EXERCISE DESCRIPTION: Rewrite every row below with "every instance" changed to "all instances" and everything else left as it is. Leave the pictures out of your version.

Rows from a segmentation dataset:
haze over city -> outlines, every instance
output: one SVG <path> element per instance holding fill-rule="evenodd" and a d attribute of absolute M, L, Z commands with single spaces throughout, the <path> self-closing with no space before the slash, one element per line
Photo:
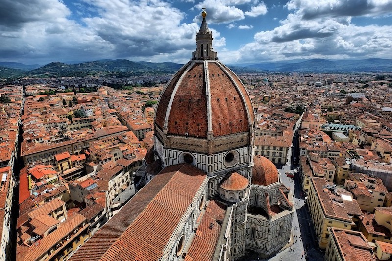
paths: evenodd
<path fill-rule="evenodd" d="M 3 0 L 0 61 L 185 63 L 205 6 L 227 64 L 392 58 L 392 1 Z"/>

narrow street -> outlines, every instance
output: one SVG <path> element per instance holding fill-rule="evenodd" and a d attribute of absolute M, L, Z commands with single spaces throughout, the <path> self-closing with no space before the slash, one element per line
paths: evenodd
<path fill-rule="evenodd" d="M 295 163 L 298 162 L 296 161 L 299 160 L 299 148 L 297 130 L 300 125 L 300 118 L 298 123 L 294 130 L 294 136 L 293 138 L 293 144 L 292 147 L 289 148 L 287 162 L 285 165 L 278 168 L 280 173 L 282 183 L 290 188 L 293 193 L 294 206 L 295 208 L 292 229 L 293 244 L 291 247 L 282 250 L 272 258 L 264 260 L 283 261 L 302 260 L 319 261 L 324 259 L 324 252 L 318 246 L 312 219 L 305 202 L 305 197 L 302 194 L 299 178 L 300 173 L 295 174 L 294 178 L 289 177 L 285 174 L 286 172 L 292 171 L 298 166 Z M 296 161 L 294 160 L 294 157 L 296 157 Z"/>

ANSWER IN FULL:
haze over city -> outlines, all instances
output: one SVG <path> element per instance holding fill-rule="evenodd" and a d attribute of absolute M, L, Z commands with single spaces throughout, the <path> self-closing with no space before the slash, one element per line
Photo:
paths: evenodd
<path fill-rule="evenodd" d="M 3 0 L 0 61 L 185 63 L 205 6 L 227 64 L 392 58 L 392 1 Z"/>

narrow street -> outlines, all instances
output: one SVG <path> element per instance holding fill-rule="evenodd" and a d attribute of absolute M, L, Z commands with single spaces throughout, the <path> self-closing with no space before the slash, one element per line
paths: evenodd
<path fill-rule="evenodd" d="M 295 163 L 298 162 L 296 161 L 299 160 L 299 148 L 297 130 L 300 125 L 300 118 L 298 123 L 294 130 L 294 136 L 293 138 L 293 144 L 292 147 L 289 148 L 287 162 L 285 165 L 278 168 L 280 173 L 282 183 L 290 188 L 293 193 L 294 206 L 295 208 L 292 229 L 293 244 L 291 247 L 282 250 L 272 258 L 264 260 L 283 261 L 302 260 L 319 261 L 324 259 L 324 252 L 318 246 L 312 219 L 305 202 L 305 197 L 302 194 L 299 178 L 300 173 L 295 174 L 294 178 L 289 177 L 285 174 L 286 172 L 292 171 L 298 166 Z M 296 161 L 294 160 L 294 157 L 296 157 Z"/>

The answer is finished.